Exercise objective ▸ Rescale the records from the line containing "Locate the utility" through the end of the records, inclusive. Reproduce every one of those lines, requests included, and multiply each point coordinate in the answers by 0.55, rounding to whole numbers with halves going up.

Records shown ▸
+++
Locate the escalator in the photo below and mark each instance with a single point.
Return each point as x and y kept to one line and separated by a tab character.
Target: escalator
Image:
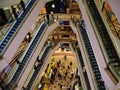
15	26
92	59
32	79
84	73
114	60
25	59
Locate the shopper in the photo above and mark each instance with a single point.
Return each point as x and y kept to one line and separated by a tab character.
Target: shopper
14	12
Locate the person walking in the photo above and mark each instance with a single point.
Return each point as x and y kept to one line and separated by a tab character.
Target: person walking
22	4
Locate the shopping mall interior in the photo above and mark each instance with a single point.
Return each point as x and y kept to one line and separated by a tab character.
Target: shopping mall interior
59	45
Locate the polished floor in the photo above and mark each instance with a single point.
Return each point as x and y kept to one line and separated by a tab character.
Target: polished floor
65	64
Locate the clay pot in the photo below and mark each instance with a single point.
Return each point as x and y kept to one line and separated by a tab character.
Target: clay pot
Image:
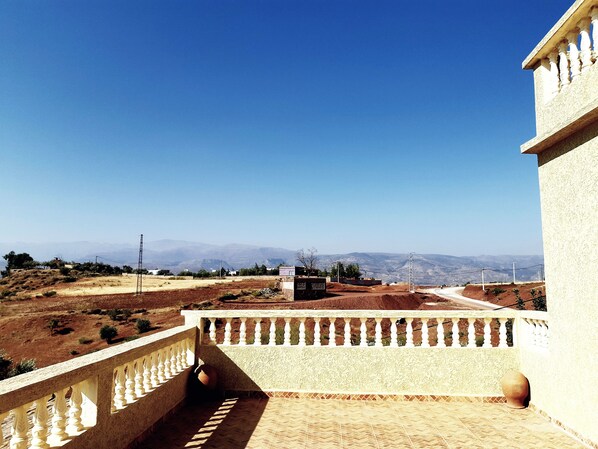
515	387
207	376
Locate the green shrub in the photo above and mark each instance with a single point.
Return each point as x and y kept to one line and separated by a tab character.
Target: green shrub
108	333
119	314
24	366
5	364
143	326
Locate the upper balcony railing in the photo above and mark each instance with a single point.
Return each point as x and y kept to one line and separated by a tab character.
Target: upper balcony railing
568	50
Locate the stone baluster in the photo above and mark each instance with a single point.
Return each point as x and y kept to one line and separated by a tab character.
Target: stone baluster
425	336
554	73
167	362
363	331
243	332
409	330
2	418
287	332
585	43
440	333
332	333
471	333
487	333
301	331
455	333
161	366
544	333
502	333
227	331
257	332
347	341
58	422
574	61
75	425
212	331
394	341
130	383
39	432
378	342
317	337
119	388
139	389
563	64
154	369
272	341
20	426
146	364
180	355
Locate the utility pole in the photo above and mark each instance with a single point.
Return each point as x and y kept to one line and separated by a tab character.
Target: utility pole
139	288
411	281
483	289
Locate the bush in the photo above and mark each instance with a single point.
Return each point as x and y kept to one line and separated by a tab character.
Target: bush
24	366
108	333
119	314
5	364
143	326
+++
Solution to the exercise ▸
Locate the utility pole in the photo above and mark each instance with a single point.
Return each point as x and y kept to one line and separated by a tab character.
Target: utility pole
76	158
226	155
266	159
Locate the bush in the photo above and mark each instance with a single point.
Return each point as x and y kept to one line and separated by a tab character.
Target: bush
13	201
59	183
65	173
3	200
79	179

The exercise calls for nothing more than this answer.